BEGIN
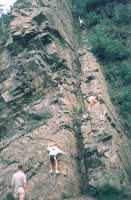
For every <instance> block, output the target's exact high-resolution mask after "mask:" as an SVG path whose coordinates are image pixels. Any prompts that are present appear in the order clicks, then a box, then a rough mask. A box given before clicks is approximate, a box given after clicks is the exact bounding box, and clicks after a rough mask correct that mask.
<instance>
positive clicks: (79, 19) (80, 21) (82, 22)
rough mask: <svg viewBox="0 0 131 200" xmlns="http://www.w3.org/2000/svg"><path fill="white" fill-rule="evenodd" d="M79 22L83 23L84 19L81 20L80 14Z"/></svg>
mask: <svg viewBox="0 0 131 200" xmlns="http://www.w3.org/2000/svg"><path fill="white" fill-rule="evenodd" d="M79 23H80V26H81V24H82V23H83V20H81V18H80V16H79Z"/></svg>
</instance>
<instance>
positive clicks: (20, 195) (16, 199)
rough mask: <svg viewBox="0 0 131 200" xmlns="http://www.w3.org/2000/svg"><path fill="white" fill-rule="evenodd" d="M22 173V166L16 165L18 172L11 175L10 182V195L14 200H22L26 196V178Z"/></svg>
mask: <svg viewBox="0 0 131 200" xmlns="http://www.w3.org/2000/svg"><path fill="white" fill-rule="evenodd" d="M22 171H23V166H22V165H18V171H17V172H16V173H14V174H13V177H12V181H11V185H12V194H13V195H14V198H15V199H16V200H24V199H25V195H26V194H27V183H26V176H25V174H24V173H23V172H22Z"/></svg>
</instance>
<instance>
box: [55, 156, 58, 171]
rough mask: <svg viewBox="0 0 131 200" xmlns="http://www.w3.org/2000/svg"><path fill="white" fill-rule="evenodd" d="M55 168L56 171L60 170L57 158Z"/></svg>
mask: <svg viewBox="0 0 131 200" xmlns="http://www.w3.org/2000/svg"><path fill="white" fill-rule="evenodd" d="M55 168H56V170H58V161H57V160H56V158H55Z"/></svg>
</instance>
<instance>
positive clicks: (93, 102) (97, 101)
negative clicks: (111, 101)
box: [87, 96, 98, 111]
mask: <svg viewBox="0 0 131 200" xmlns="http://www.w3.org/2000/svg"><path fill="white" fill-rule="evenodd" d="M87 101H89V102H90V104H89V107H88V111H89V109H90V107H92V106H93V105H95V104H96V103H97V102H98V96H90V97H87Z"/></svg>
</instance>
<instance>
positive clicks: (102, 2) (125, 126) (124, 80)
mask: <svg viewBox="0 0 131 200" xmlns="http://www.w3.org/2000/svg"><path fill="white" fill-rule="evenodd" d="M128 3H129V1H128V0H126V1H122V0H110V1H109V0H106V1H103V0H83V1H82V2H80V1H78V0H73V4H74V9H73V14H74V17H76V18H77V19H78V16H80V17H81V18H83V20H84V23H83V26H84V28H85V29H88V35H87V36H86V38H87V45H89V46H90V47H91V51H92V52H93V53H94V55H95V56H96V57H97V59H98V60H99V62H100V63H101V66H103V71H104V74H105V78H106V80H107V82H108V83H109V86H110V89H109V95H110V98H111V100H112V102H113V104H114V105H115V106H116V109H117V112H118V114H119V115H120V116H121V119H122V120H121V123H122V124H123V125H124V126H125V127H126V128H127V129H129V128H130V127H131V123H130V121H131V104H130V102H131V92H130V88H131V63H130V57H131V49H130V36H129V32H130V28H131V26H130V19H131V7H130V5H129V4H128ZM78 8H79V9H78Z"/></svg>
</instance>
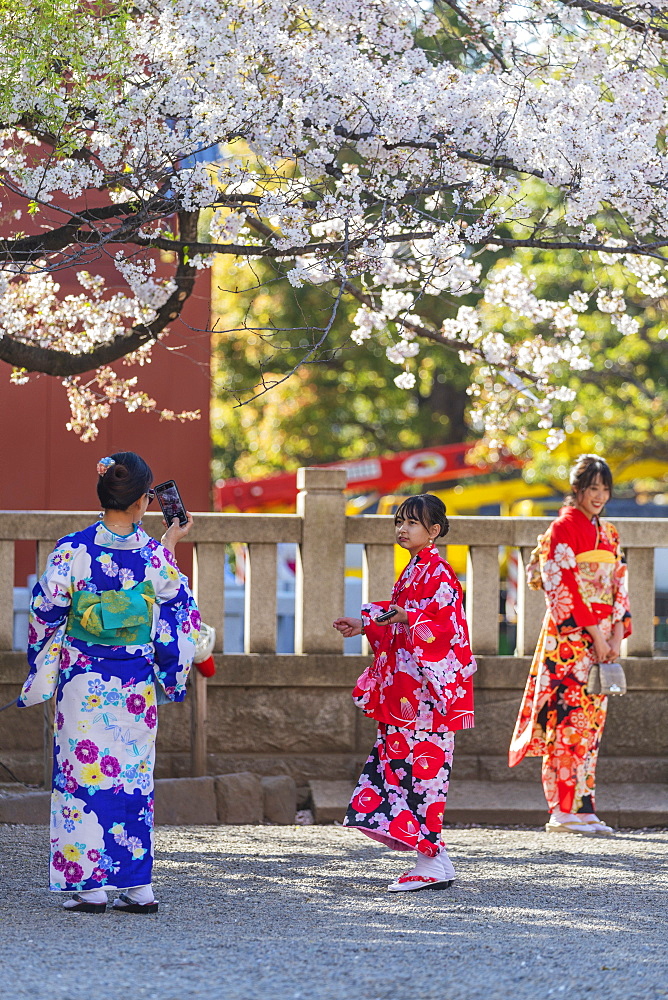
END
Work item: How many lines of the listing above contain the word "positive"? Give only the number.

Written answer: 4